== WRITTEN REQUEST ==
Pick out each line below that contains the word "black" and copy it. Case counts.

== Data entries ==
* * *

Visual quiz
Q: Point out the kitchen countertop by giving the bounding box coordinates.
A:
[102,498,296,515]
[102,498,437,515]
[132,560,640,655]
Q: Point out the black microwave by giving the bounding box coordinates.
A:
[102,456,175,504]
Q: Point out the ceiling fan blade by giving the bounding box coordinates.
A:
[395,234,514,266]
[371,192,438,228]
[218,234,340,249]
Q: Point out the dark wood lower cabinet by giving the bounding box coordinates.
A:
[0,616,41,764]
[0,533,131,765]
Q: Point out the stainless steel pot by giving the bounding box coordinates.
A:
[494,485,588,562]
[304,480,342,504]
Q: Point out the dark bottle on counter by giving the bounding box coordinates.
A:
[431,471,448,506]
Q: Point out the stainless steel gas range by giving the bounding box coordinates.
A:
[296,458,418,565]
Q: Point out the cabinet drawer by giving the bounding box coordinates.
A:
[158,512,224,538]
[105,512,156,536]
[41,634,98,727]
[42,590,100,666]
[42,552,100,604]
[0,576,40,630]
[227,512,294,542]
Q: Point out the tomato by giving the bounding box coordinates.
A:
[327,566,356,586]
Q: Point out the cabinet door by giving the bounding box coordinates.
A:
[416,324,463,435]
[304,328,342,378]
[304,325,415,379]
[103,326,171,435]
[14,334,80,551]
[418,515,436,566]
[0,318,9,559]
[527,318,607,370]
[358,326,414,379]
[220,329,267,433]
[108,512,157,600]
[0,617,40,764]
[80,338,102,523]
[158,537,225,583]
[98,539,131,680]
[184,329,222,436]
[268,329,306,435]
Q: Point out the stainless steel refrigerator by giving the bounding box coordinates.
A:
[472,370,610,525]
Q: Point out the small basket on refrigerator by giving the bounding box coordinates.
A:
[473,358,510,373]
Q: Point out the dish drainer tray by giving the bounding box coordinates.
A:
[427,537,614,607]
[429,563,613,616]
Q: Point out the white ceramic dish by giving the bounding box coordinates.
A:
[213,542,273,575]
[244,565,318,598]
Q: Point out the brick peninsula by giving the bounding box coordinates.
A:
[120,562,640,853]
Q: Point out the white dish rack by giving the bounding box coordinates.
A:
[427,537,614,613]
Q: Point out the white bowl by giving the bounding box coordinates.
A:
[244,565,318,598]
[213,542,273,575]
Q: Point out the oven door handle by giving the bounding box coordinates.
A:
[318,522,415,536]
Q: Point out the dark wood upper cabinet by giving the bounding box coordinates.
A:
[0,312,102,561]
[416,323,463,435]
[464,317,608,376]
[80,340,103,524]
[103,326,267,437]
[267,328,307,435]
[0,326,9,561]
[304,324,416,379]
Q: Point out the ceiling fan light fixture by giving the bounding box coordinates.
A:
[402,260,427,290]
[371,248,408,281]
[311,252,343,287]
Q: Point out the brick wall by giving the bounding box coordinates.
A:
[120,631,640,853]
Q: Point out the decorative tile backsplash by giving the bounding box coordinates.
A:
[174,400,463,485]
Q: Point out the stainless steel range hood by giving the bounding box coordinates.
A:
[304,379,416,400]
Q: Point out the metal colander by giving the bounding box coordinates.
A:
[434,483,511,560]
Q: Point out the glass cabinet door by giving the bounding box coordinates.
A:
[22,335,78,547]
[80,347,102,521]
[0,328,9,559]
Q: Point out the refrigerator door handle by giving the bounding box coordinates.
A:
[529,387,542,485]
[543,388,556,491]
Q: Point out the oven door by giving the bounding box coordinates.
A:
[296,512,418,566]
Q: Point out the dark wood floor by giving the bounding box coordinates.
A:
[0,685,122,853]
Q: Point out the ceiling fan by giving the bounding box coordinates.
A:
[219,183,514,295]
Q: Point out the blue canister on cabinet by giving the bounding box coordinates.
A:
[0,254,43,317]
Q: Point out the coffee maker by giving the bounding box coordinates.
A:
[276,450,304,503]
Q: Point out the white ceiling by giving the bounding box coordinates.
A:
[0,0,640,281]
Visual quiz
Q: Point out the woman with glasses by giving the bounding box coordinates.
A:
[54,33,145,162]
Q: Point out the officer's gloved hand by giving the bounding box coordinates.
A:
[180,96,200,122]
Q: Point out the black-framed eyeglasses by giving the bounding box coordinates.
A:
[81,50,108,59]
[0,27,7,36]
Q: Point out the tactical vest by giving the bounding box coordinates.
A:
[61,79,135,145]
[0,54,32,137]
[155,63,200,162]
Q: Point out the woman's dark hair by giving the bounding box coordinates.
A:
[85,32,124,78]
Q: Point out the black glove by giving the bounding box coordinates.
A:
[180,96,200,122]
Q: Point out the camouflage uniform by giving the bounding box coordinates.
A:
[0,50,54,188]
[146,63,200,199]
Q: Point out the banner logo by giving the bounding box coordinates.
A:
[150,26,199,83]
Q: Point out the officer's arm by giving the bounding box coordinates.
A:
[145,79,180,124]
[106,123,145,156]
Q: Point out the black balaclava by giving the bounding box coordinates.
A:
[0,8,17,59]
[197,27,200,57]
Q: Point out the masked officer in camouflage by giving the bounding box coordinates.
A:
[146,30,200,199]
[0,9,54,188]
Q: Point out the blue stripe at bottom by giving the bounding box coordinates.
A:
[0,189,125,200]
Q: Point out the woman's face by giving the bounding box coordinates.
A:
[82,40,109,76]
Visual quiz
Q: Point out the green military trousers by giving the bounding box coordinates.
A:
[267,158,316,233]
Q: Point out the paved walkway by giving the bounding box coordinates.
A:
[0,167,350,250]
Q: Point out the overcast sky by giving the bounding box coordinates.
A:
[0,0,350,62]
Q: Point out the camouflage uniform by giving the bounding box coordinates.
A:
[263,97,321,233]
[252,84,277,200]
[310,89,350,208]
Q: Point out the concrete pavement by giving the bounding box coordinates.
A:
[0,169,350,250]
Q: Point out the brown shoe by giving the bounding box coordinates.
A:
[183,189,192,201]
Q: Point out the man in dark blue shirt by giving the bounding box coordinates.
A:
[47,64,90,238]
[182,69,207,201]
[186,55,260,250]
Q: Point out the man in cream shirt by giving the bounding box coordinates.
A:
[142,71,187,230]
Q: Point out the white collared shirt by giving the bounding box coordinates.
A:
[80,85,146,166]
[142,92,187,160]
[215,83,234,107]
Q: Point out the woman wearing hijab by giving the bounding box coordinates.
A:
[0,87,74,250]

* * *

== COMPLETE ANSWER ==
Q: Point out the black microwave by giving the bounding box coordinates.
Q: Point out the black-framed eyeglasses by giving the bounding box coordinates.
Q: Point out the black glove by giving the bounding box coordinates.
Q: Point out the black balaclava by giving the bounding box coordinates.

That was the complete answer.